*What the task requires*.
Find each line in the data below that contains the word "glove" and copy those lines out in full.
***** Data provided *****
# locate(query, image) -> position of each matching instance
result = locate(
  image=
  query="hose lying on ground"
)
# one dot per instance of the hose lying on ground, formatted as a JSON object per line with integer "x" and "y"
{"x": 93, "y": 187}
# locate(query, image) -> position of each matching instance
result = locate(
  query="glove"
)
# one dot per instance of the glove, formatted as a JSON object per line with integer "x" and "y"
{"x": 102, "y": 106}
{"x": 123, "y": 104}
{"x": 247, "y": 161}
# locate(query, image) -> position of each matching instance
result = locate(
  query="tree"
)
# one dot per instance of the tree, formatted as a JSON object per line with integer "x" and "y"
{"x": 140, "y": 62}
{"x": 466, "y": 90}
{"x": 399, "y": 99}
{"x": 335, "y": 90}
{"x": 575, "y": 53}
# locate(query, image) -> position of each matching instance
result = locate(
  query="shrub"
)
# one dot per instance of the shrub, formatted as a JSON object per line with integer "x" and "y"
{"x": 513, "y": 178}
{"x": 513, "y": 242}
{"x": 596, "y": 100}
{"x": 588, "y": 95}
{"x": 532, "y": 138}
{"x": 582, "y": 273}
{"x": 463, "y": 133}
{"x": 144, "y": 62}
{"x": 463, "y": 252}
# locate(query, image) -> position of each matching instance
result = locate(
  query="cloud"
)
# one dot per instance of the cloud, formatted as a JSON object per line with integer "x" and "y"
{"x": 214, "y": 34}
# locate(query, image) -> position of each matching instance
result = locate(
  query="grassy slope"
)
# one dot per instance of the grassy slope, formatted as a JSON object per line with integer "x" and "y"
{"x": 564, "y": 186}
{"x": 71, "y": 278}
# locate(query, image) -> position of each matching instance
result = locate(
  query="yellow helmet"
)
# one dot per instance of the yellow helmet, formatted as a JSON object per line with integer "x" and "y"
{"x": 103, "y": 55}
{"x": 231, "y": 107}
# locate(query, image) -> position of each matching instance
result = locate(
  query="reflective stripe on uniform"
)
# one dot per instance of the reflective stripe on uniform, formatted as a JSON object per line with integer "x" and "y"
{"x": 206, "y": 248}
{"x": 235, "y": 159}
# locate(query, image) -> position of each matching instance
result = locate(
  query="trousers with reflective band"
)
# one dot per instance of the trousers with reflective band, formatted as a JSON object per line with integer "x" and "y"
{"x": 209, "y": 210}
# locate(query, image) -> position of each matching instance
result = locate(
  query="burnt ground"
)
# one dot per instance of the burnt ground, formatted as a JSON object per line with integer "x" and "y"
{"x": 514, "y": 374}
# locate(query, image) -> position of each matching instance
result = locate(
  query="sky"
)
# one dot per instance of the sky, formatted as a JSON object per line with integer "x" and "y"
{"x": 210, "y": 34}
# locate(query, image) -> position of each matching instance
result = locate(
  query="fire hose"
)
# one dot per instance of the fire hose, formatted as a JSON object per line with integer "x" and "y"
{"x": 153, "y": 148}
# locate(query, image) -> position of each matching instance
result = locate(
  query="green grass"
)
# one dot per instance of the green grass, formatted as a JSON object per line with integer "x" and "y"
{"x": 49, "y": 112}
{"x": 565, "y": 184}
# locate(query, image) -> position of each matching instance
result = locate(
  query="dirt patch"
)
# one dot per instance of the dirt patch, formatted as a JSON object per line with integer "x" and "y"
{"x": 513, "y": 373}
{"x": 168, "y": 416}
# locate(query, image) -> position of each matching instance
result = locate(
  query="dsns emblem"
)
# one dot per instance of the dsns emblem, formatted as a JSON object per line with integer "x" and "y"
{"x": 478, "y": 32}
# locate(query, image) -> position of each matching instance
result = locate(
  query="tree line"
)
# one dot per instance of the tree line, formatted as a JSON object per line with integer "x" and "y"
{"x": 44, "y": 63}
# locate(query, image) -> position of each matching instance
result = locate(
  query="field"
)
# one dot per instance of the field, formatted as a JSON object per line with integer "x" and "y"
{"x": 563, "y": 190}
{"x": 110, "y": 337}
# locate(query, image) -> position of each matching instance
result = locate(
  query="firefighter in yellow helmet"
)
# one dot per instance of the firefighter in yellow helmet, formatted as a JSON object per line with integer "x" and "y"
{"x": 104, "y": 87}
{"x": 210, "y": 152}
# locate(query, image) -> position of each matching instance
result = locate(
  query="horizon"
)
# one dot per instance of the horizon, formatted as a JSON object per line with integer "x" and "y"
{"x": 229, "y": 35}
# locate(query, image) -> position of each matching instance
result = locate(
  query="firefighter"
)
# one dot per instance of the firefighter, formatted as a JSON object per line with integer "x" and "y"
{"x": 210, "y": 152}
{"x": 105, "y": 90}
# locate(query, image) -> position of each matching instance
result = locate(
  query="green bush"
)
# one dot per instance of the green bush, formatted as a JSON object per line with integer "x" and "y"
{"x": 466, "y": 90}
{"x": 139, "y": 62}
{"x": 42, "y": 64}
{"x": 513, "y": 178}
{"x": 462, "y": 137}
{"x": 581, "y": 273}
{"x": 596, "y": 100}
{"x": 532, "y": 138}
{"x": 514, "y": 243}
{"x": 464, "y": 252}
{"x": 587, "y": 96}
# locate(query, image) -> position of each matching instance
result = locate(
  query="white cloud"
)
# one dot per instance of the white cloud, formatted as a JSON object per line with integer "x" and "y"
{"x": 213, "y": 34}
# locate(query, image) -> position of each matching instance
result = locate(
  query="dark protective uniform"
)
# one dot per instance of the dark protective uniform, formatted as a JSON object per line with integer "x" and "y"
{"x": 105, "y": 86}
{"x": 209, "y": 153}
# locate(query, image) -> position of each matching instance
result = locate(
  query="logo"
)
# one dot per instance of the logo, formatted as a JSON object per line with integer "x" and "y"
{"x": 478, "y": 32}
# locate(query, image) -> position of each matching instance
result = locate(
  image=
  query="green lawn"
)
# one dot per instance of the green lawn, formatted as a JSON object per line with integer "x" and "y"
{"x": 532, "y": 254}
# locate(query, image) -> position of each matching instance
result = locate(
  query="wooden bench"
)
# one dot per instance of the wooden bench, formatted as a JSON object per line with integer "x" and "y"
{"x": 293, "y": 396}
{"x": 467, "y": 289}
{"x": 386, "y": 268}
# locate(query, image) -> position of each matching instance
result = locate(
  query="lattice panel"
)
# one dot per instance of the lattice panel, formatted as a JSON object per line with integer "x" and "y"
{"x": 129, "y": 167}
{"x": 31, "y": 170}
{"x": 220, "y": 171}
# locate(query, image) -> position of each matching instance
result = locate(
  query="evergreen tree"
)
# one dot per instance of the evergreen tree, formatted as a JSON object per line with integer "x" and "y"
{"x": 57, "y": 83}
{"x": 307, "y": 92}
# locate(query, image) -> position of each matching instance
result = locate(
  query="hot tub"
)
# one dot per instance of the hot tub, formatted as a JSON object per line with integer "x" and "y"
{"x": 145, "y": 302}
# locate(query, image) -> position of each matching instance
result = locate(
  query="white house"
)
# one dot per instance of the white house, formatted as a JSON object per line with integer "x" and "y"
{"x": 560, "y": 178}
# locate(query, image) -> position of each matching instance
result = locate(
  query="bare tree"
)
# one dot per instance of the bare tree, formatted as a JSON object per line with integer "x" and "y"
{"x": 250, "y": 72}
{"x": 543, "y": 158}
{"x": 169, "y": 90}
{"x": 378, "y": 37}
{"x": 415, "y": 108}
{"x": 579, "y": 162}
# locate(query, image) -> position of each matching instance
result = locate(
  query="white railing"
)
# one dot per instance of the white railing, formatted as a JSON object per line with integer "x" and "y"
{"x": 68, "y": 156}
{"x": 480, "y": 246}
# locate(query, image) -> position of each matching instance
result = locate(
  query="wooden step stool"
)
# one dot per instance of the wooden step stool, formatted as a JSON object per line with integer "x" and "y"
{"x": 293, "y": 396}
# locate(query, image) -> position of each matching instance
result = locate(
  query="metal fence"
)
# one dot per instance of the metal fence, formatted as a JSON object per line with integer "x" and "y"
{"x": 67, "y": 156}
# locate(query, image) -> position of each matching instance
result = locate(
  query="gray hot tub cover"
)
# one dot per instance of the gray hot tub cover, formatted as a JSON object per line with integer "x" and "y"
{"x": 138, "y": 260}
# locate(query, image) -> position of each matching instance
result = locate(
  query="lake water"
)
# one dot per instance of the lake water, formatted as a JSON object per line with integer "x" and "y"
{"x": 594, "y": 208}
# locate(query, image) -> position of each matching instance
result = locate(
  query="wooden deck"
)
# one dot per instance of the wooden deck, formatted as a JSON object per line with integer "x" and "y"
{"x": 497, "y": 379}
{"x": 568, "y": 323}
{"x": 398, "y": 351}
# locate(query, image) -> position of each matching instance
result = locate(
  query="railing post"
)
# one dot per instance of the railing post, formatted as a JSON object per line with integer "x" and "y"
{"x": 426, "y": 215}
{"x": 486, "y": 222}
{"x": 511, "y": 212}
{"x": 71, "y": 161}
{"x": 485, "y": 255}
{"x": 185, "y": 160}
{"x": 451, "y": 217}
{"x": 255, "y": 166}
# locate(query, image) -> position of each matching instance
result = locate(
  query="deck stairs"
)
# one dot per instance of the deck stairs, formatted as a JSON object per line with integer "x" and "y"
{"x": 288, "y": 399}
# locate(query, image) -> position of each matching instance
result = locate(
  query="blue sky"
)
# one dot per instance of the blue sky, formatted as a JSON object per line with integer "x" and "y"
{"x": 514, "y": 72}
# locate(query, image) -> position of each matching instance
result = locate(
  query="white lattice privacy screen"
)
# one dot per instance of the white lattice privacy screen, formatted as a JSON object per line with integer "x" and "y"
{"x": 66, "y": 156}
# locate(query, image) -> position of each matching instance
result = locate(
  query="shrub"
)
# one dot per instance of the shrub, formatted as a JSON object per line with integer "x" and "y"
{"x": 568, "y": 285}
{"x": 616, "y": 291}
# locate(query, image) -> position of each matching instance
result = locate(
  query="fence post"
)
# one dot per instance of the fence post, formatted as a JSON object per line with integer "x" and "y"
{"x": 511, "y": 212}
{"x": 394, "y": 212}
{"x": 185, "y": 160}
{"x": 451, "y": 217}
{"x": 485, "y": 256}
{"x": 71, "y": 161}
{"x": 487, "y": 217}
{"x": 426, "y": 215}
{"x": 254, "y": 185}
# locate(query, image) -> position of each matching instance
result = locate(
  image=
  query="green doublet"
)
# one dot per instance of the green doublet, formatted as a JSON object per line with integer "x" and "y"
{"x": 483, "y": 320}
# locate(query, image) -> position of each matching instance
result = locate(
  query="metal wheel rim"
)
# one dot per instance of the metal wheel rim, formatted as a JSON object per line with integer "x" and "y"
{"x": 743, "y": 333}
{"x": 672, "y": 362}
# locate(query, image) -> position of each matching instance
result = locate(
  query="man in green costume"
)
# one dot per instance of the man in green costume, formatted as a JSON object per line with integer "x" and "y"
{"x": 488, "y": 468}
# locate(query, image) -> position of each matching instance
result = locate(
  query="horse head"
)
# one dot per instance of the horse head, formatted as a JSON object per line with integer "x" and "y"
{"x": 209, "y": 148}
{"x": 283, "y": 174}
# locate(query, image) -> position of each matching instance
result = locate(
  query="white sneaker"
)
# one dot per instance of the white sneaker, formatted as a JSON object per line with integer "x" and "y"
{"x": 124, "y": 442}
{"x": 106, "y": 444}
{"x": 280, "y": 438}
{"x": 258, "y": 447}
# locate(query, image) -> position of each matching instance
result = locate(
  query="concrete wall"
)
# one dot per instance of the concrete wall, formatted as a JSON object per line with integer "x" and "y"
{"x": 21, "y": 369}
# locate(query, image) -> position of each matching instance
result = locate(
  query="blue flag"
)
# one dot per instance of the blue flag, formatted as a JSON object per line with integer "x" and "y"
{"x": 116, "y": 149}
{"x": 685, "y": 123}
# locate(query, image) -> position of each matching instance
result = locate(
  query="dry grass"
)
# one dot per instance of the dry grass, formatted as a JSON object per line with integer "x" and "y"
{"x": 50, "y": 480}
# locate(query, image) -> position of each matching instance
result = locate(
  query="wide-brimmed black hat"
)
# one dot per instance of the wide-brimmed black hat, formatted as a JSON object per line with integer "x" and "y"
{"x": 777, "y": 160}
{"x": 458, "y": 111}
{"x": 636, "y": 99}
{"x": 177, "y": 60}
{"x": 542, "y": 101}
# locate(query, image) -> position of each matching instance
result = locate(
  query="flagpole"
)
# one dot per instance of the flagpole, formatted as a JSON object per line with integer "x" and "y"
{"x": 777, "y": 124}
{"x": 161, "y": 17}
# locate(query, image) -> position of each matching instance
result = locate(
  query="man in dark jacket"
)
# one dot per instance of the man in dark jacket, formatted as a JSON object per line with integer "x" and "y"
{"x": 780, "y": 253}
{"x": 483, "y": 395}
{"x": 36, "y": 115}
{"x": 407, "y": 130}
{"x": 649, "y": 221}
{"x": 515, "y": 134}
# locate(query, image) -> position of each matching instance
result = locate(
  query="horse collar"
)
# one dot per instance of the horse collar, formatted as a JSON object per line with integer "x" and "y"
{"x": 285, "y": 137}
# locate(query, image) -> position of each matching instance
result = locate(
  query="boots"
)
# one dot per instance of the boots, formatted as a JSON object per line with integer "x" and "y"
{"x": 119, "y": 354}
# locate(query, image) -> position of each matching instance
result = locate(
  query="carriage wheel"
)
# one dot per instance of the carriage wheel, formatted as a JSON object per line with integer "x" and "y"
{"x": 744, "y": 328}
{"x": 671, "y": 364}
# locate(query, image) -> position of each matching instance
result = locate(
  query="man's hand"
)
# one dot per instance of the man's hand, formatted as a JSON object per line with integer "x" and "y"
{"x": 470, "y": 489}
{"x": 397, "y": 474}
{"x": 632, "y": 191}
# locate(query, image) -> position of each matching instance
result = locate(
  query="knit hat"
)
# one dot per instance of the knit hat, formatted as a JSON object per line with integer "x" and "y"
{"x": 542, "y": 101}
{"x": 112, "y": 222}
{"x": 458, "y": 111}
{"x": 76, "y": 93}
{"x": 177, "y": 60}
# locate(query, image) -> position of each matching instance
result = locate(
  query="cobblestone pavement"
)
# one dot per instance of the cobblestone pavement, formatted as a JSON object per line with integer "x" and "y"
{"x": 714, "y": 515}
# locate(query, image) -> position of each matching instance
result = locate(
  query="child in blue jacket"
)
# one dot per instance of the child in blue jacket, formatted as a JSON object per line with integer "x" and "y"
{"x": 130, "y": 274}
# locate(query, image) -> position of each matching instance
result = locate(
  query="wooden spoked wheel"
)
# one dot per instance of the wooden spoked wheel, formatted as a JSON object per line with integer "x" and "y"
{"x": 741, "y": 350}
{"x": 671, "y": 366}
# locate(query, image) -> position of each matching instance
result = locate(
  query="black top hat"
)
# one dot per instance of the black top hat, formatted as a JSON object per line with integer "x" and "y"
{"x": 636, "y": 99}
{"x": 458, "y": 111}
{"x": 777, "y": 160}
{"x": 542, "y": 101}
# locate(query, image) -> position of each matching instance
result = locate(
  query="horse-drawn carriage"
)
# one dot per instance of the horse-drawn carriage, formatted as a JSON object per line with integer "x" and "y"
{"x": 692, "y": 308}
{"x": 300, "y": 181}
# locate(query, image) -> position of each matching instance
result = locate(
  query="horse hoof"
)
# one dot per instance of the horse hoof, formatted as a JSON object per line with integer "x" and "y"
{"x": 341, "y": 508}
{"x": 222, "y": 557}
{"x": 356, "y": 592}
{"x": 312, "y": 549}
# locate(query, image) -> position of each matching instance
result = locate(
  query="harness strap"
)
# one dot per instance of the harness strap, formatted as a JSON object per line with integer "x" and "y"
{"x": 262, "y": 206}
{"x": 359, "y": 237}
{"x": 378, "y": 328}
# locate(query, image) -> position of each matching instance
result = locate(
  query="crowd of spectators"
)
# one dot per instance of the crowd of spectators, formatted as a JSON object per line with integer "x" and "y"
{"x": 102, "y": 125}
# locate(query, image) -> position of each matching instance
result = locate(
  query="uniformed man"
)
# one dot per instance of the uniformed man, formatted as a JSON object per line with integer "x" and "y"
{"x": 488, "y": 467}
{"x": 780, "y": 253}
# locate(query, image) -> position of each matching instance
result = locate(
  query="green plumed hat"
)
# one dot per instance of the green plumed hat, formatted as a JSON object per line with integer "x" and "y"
*****
*Expected output*.
  query="glove"
# one dot per instance of the glove, formatted as a JSON object per line with integer "x" and "y"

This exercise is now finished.